Start of Block

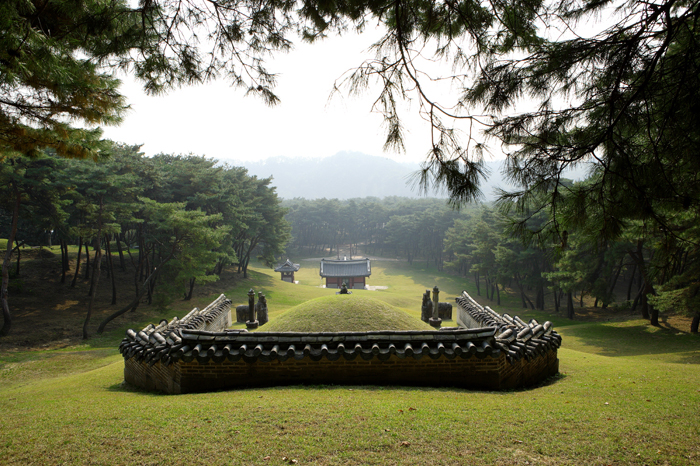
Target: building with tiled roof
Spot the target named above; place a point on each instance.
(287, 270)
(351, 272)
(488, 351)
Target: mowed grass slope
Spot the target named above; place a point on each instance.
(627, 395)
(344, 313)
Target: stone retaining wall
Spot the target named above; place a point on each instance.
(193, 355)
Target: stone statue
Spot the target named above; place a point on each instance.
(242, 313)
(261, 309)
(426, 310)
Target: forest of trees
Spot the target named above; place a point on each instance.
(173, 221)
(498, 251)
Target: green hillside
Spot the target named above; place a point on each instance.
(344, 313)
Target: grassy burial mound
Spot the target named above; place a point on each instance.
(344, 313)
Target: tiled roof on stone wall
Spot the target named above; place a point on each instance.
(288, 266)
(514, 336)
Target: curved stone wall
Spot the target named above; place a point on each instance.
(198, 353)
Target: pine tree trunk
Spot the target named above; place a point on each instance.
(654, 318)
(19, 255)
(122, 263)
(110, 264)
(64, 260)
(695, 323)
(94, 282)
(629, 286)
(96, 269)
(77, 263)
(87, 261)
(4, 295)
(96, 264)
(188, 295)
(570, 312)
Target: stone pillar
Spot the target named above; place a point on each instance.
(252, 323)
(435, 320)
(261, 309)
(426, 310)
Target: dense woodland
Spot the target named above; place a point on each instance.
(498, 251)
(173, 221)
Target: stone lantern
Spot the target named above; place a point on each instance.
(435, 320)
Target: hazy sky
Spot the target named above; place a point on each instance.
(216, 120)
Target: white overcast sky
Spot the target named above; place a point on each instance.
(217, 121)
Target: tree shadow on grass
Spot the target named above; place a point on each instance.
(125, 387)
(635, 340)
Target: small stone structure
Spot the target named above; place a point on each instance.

End of Block

EXERCISE GOAL: Everything in the entries except the pictures must be duplicated exactly.

TASK OUTPUT:
Target: building with tiled roof
Spot the target named above; place a point on each instance.
(287, 270)
(351, 272)
(488, 351)
Target: mowed grass slope
Spot the target named above; place a point on each instance.
(627, 395)
(344, 313)
Target: stone retaining wall
Spot the target named above; place a point on each instance.
(193, 355)
Target: stone statue
Spot the target named above; place a point on each instance.
(242, 313)
(261, 309)
(426, 310)
Target: forest of trees
Spot the target named above; place a point on each instance.
(173, 221)
(498, 251)
Target: green hillside
Spot the target named above; place a point on each instance.
(344, 313)
Target: grassy burial mound
Spot the target named above; place a point on each instance.
(344, 313)
Target: tiled roof on stone wall
Spot the target named above; place a point on each instance.
(288, 266)
(514, 336)
Target: curved stone wall
Spot the target named above; place a point on each instance.
(198, 353)
Target: pine tree trunk
Spot the target named above; place a point on each instance.
(654, 318)
(19, 255)
(122, 263)
(110, 264)
(64, 260)
(695, 323)
(94, 282)
(629, 286)
(96, 269)
(77, 263)
(87, 261)
(4, 295)
(96, 264)
(188, 295)
(570, 312)
Target: stone pillar
Spot the target named above; place a point on each instance.
(252, 323)
(435, 320)
(261, 309)
(426, 310)
Target: dense woodland
Spot the target named above; place a point on each instance.
(498, 251)
(173, 221)
Target: stone lantern
Spot the target named above; place a point on each instance.
(435, 320)
Target: hazy sky
Spot the target named above; place a point on each instance.
(216, 120)
Target: white overcast sky
Spot the target named above; place a point on each instance.
(217, 121)
Target: tree shadow on grass
Spot the target named above; place a point on each instance.
(125, 387)
(635, 340)
Target: small stone structure
Spot the target named above; place a point on each instance.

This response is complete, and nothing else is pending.